§ **Document passage**
+--
Following the fossil footprints of extinct elephants in southern Iberia

Barcelona, September 17, 2021. A study published in the journal  Science Reports describes a set of footprints of a fossil species of elephant -Palaeoloxodon antiquus- discovered in the town of Matalascañas, near the Doñana National Park (Huelva). Professor Zain Belaústegui, a member of the Department of Earth and Ocean Dynamics of the Faculty of Earth Sciences and the Institute for Research on Biodiversity (IRBio) of the University of Barcelona, participates in the work.
 
The study analyzes the characteristics of the fossil footprints found in Matalascañas to reconstruct the characteristics of the paleoenvironment of the area, and is led by Carlos Neto de Carvalho, geologist, paleontologist and researcher at the Dom Luiz Institute (University of Lisbon) and Naturtejo UNESCO Global Geopark (Portugal), and by ichnologist Fernando Muñiz, professor at the University of Seville.
 
The team has analyzed and measured a total of 34 tracks and traces - with a chronology of approximately 106,000 years - associated with the elephant Palaeoloxodon antiquus, an extinct species of the European Middle Pleistocene that reached large physical dimensions. Characterized by large straight tusks and robust musculature, this fossil species is phylogenetically related to African forest elephants (Loxodonta cyclotis).
 
Analysis of the footprints revealed that they correspond to adults, juveniles and calves. To determine the age of each specimen, the authors calculated shoulder height and body mass based on the length of the footprint.
 
Specifically, the tracks of 14 hatchlings were identified, which were likely to be newborns or under two years of age, with a body mass ranging from 70 to 200 kg. The tracks of eight juveniles (two to seven years old) and six adolescents (eight to 15 years old) were also discovered. The tracks of adult individuals -probably females older than 15 years- that were close to the tracks left by the hatchlings were also analyzed. Only two tracks could be identified as corresponding to males, with much larger tracks -more than 50 cm in length- and a body mass of more than seven tons.
+--
§ **Record extracts**
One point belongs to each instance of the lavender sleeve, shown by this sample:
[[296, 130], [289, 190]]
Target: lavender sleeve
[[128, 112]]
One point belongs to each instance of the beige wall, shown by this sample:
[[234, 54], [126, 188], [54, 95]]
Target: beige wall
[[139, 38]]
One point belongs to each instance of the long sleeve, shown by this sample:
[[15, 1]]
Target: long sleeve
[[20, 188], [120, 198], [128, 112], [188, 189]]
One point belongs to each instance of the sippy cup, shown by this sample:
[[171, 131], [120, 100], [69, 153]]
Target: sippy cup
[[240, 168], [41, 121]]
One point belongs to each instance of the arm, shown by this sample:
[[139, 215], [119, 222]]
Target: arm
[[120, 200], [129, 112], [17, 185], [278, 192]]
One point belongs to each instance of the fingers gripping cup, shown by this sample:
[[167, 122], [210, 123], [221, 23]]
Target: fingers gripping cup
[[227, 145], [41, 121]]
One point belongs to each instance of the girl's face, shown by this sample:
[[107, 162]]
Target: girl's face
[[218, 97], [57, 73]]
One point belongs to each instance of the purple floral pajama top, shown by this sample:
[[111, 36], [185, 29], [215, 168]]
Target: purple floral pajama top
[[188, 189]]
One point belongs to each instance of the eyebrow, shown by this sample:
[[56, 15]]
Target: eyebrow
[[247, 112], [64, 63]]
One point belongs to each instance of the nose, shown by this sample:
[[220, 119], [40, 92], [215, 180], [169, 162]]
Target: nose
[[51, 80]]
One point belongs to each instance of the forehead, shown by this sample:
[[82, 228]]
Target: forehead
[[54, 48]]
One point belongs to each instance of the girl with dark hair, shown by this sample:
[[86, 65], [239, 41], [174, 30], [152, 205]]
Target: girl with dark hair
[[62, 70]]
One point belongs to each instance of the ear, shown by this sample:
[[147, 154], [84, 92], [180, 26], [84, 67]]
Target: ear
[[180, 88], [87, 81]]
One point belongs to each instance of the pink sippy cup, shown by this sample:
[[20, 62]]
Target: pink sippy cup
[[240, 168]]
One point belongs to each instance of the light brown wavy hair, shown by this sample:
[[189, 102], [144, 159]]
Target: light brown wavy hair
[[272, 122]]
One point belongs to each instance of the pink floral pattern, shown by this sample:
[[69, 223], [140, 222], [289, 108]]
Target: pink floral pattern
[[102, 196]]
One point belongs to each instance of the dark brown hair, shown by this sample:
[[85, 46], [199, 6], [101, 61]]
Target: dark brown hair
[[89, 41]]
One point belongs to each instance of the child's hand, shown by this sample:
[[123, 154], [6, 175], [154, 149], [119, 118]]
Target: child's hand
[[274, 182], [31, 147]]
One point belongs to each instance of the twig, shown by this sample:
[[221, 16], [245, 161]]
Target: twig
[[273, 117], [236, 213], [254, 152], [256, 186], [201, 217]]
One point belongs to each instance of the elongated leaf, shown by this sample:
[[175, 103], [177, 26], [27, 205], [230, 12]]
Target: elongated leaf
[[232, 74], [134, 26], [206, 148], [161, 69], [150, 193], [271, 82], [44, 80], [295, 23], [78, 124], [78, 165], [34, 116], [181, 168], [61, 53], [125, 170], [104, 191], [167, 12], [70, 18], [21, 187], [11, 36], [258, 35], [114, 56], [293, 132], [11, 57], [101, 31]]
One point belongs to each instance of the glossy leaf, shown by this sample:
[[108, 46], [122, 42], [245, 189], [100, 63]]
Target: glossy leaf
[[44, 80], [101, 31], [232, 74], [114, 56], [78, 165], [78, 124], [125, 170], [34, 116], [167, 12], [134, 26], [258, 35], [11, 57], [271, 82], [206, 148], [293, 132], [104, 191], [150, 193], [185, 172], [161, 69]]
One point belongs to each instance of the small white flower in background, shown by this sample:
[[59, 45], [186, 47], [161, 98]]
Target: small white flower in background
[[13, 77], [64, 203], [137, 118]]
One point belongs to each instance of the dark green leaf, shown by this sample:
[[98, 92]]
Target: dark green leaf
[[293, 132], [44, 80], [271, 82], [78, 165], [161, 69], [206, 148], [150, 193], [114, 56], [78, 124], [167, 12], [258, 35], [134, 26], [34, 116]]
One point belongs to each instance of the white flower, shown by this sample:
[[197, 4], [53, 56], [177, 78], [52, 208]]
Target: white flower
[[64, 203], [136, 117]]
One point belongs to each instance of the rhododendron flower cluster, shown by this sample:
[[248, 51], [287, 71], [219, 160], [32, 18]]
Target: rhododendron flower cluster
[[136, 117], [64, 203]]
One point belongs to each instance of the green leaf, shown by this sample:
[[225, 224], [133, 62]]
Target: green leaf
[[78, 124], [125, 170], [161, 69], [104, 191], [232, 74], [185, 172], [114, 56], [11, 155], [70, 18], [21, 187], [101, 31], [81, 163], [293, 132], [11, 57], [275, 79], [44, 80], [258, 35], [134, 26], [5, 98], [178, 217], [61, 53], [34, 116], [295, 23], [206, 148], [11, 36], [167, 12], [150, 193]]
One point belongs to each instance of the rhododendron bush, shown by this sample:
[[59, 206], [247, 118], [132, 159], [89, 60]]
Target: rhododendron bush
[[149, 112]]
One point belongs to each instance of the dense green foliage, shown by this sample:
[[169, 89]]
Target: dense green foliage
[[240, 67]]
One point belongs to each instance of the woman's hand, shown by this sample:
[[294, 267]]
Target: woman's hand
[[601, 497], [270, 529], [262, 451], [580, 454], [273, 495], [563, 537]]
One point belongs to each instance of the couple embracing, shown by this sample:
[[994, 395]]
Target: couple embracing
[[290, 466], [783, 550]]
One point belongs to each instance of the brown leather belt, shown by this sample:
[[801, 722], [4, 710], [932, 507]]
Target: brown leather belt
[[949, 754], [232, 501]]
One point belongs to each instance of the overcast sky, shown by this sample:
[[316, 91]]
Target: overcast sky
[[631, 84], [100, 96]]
+--
§ **What you need to do**
A) From the article on fossil elephant footprints, quote the passage from "The study analyzes" to "University of Seville.".
B) Condense the paragraph of the fossil elephant footprint article that begins "The team has analyzed and measured" into a bulleted list that keeps its main facts.
C) According to the fossil elephant footprint article, how did the authors determine each animal's age?

§ **Outputs by task**
A)
The study analyzes the characteristics of the fossil footprints found in Matalascañas to reconstruct the characteristics of the paleoenvironment of the area, and is led by Carlos Neto de Carvalho, geologist, paleontologist and researcher at the Dom Luiz Institute (University of Lisbon) and Naturtejo UNESCO Global Geopark (Portugal), and by ichnologist Fernando Muñiz, professor at the University of Seville.

B)
- The team analyzed and measured 34 tracks and traces, about 106,000 years old.
- They are associated with Palaeoloxodon antiquus, an extinct elephant of the European Middle Pleistocene that grew very large.
- The species had large straight tusks and robust musculature.
- It is phylogenetically related to African forest elephants (Loxodonta cyclotis).

C) They calculated shoulder height and body mass from the length of the footprint.